Document extract:
# # # # #

If the gap is larger than two fingers-width then you should avoid outer abdominal exercises (think ab curls and crunches) until the deeper core and pelvic stability muscles are strengthened.

Just remember that many traditional exercises (e.g abdominal curls, oblique curls, double leg lifts) increase the stress on both abdominals and pelvic floor and can further increase muscle separation.

Management of DRAM

The deep abdominal muscles act as a corset to support your back and abdominal organs so keeping them strong is crucial.

There are, however, many things you can do, both during pregnancy and after the baby is born, to help eliminate or reduce the chance of abdominal separation.

Firstly, when it comes to managing DRAM, it is best to seek a thorough assessment by an appropriately qualified physiotherapist with experience in pre/postnatal care, and to create a specifically tailored exercise program that’s right for you.

Real-time ultrasound technology is often used to assist in determining how your abdominal wall is functioning and to give you instant feedback on the quality of your deep abdominal and pelvic floor activation.

Exercises should focus on improving core stability, strengthening pelvic floor muscles and improving overall abdominal wall function.

In addition to a specific exercise program, abdominal muscle support (compression garments) is essential for the management of DRAM. The combination of compression and a tailored exercise program will help you achieve optimal results.

Prevention and Pregnancy Tips

Avoid any activities that work the outer abdominals from the early stages of pregnancy is important. That means no sit-ups, planks or high impact activities like running and jumping. These types of movement put excessive strain through the rectus muscles and can dramatically increase the likelihood and severity of DRAM. Also avoid heaving up from a lying position to sitting or standing (ie best to roll onto your side first).

That’s a good idea for all pre and postnatal women whether they have a separation or not. Instead, focus on exercise that focus on deep abdominal muscles such as Clinical Pilates or tailored prenatal Pilates and exercise. Make sure your chosen form of exercise is prescribed by an appropriately qualified physiotherapist (or similarly qualified professional) with experience in pre/postnatal care. Walking, swimming and more restorative exercise will also help at this time.

# # # # #

Available data:

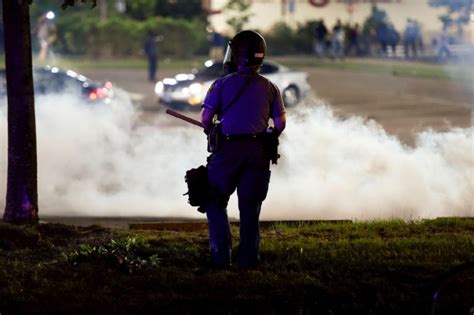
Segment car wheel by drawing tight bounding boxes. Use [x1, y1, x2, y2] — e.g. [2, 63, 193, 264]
[283, 85, 300, 107]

# # # # #

Tasks to carry out:
A. Revise the passage on abdominal separation from "The deep abdominal" to "of abdominal separation.", putting "natural brace" in place of "corset".
B. Take the passage on abdominal separation further from the point where it stops.
The listing is not needed here.

Expected outputs:
A.
The deep abdominal muscles act as a natural brace to support your back and abdominal organs so keeping them strong is crucial.

There are, however, many things you can do, both during pregnancy and after the baby is born, to help eliminate or reduce the chance of abdominal separation.

B.
Also avoid excessive coughing and constipation. Getting started on some deep abdominal and pelvic floor muscle exercises will optimise the function of your torso during pregnancy and as a new mum.

Training and Exercise

When you work with a physio, they will usually conduct a pre-exercise analysis to identify special considerations for your exercise programming and tailor the exercises appropriately.

Focus should be on strengthening from the inside to the outside. The deep abdominal and pelvic floor muscles are the priority.

Make sure you think about protecting your core against further muscle stretching by activating your pelvic floor muscles while performing everyday activities like lifting your baby or lifting a pram in and out of the car. Before returning to high impact activity and intense exercise, start slow and build on your strength gradually with low impact exercises like swimming and walking.

Remember mums, be kind to yourself: you’ve created and given birth to a tiny little human being and your body has been through a marathon over the last 9 months!

Take things slow, seek support services, look after yourself, seek the right advice from an appropriately qualified physiotherapist with experience in pre/postnatal care, and most of all enjoy your cute new addition!